§ **The task**:
Pick up the Regork basket-size analysis below after its last line and continue writing it.

§ **Extracted text**:
Regork’s Business Opportunity

Introduction

As a data scientist as Regork, I have been asked to identify potential growth opportunities that Regork can invest in to grow revenue. Regork prides itself on being a premier grocer that adds value to consumer’s lives. This analysis explores which products Regork can target based on consumer income level for increased sales through marketing activities that will add value for Regork and its consumers.

Analysis Question: Which products can we target based on the customer’s income level to increase the quantity of items purchased per basket (basket size)?

To answer this question fully, I’ll address these additional questions along the way:

Q1: What is the average quantity of products purchased per basket?
Q2: Do larger basket sizes lead to higher sales?

§ **Data**:
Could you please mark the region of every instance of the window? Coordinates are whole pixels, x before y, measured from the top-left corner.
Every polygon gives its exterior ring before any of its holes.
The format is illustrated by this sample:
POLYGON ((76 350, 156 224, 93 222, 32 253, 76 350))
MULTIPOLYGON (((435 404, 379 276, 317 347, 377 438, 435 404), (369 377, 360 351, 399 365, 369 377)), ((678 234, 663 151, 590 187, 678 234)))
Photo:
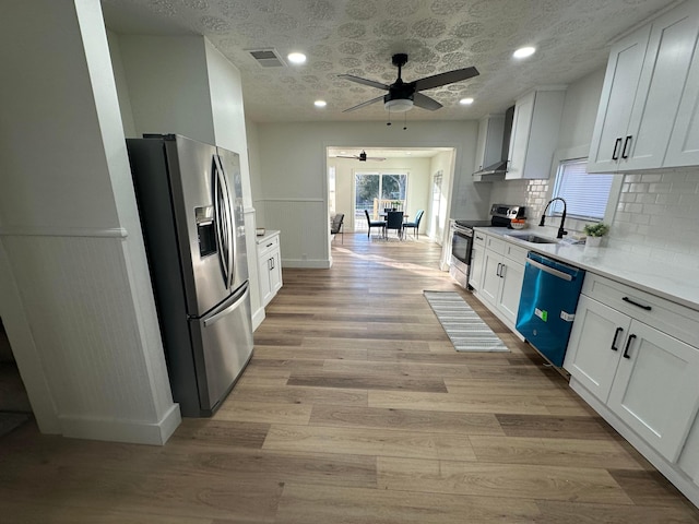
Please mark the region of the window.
==
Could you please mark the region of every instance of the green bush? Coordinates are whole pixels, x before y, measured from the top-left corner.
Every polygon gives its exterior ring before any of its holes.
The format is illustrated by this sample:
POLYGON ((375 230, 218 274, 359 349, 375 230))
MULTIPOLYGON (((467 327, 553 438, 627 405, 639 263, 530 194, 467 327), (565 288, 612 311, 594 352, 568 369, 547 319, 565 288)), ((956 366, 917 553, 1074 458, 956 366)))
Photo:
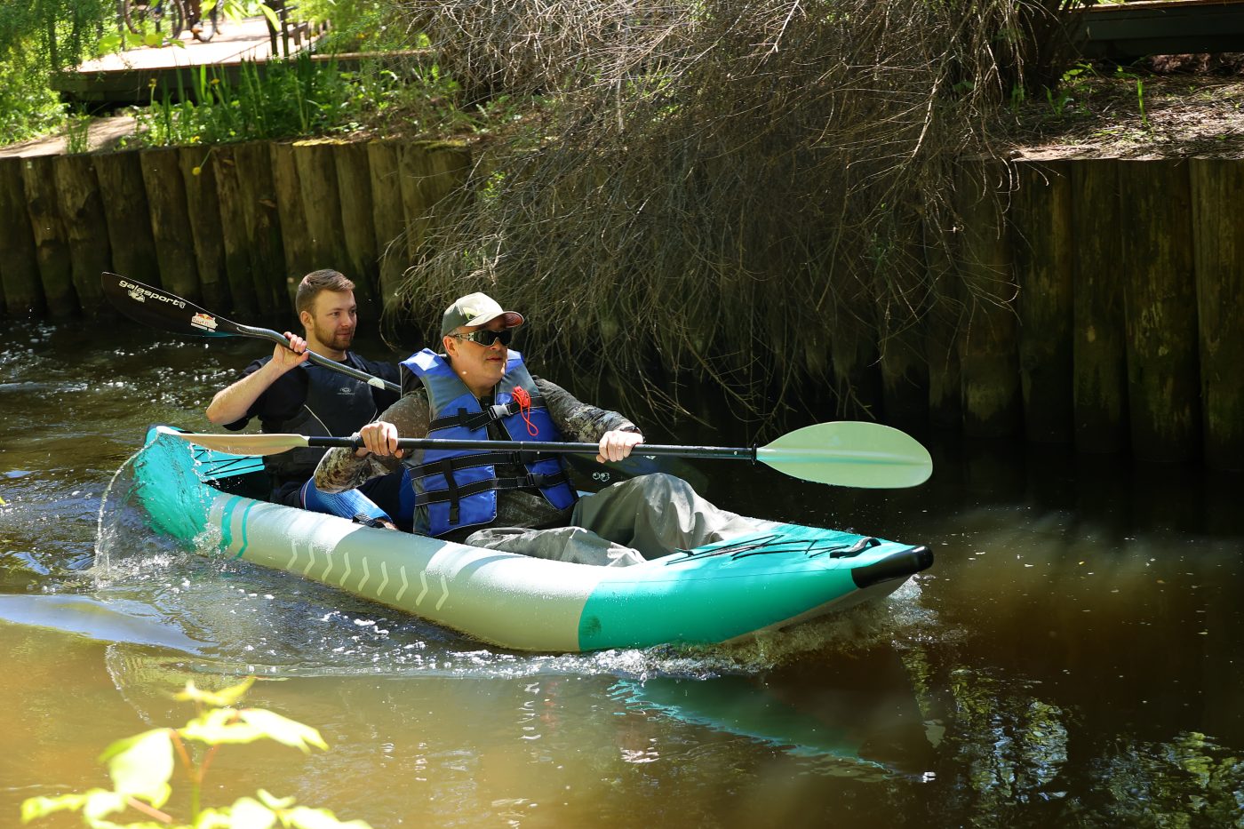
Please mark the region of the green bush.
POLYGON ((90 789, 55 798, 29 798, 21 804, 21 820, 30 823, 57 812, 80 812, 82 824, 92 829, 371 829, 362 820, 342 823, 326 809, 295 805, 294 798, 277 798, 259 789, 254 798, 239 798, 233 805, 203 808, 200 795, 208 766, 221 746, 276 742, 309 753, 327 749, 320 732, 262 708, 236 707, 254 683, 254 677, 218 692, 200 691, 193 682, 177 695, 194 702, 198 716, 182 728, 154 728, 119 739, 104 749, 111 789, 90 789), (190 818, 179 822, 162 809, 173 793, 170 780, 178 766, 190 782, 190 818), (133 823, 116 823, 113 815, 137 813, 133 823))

§ **Response to this task**:
Q3: Which brand of products has a higher sales value?
Q4: What are the most common products purchased by each income level?

Definitions of key variables:

basket_id: uniquely identifies each purchase occassion
product_id: uniquely identifies each product
quantity: describes how many of the unique product was purchased
sales_value: describes the amount in dollars Regork received from the sale after any discounts applied
department: groupings of similar products
brand: Indicator the describes if the product comes from a private or national brand
product_category: groupings of similar products at a level below department
product_type: groupings of products at a level below product_category

Analysis Setup

Libraries

library(tidyverse, quietly = TRUE) # compilation of packages used for tidying and visualizing data
library(completejourney, quietly = TRUE) # grocery store transaction, product, and demographic data
library(RColorBrewer) # improved colors for plots
library(reactable) # for displaying data tables

palette <- brewer.pal(n = 9, name = "Pastel1")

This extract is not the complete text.